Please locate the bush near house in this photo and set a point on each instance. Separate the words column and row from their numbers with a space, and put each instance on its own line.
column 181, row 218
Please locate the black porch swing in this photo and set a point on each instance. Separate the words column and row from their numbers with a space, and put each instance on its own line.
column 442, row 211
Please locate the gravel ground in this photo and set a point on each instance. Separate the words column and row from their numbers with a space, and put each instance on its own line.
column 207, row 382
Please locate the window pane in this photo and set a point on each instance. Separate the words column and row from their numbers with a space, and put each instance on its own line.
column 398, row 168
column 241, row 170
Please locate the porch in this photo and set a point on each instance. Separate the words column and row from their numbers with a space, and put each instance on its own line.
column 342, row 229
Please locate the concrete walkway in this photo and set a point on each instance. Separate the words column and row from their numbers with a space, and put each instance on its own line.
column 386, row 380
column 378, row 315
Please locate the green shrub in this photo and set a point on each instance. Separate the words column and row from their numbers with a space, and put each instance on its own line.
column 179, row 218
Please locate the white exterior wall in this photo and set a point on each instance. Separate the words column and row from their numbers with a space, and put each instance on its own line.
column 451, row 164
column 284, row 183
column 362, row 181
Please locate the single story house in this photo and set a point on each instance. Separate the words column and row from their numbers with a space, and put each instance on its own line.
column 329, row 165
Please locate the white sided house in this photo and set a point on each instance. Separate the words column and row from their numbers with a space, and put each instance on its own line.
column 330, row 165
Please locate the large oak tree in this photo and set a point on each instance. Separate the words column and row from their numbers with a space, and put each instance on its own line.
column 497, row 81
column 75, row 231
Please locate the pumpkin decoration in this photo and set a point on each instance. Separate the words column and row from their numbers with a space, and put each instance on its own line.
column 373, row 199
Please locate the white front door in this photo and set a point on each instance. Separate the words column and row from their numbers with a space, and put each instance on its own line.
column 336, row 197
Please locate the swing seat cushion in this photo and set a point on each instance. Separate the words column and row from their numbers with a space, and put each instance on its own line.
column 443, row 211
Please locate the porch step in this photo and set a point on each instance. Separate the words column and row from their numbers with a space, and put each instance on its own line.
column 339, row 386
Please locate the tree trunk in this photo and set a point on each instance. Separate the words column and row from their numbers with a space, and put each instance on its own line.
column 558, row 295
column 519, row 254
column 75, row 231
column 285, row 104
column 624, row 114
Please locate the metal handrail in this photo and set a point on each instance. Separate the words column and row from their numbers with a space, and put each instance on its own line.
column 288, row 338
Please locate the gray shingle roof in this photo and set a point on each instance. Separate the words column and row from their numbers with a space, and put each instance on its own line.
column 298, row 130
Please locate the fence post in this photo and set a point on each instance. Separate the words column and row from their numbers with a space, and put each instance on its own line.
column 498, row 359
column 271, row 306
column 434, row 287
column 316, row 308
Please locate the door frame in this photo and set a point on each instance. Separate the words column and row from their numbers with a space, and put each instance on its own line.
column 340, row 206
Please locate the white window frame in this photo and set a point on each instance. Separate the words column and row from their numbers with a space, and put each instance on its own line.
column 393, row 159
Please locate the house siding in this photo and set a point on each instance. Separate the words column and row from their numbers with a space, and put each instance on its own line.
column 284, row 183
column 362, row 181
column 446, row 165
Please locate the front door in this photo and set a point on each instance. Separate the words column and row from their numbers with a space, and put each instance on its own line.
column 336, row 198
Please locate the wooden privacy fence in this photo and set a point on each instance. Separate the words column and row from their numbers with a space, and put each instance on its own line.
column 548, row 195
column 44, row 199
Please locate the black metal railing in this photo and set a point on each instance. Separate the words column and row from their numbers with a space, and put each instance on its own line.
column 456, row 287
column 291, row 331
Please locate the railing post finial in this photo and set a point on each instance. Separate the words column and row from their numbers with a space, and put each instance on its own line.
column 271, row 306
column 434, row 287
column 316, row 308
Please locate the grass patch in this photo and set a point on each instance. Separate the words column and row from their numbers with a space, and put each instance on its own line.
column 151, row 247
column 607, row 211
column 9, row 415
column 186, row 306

□ □ □ □

§ What the task requires:
Please reproduce, word for word, the records above between the line holding "Please locate the single" and the line holding "column 329, row 165", inclusive.

§ Response:
Please locate the single story house in this photo and set a point on each instance. Separate the words column and row from their numbers with a space, and put each instance on its own line.
column 329, row 165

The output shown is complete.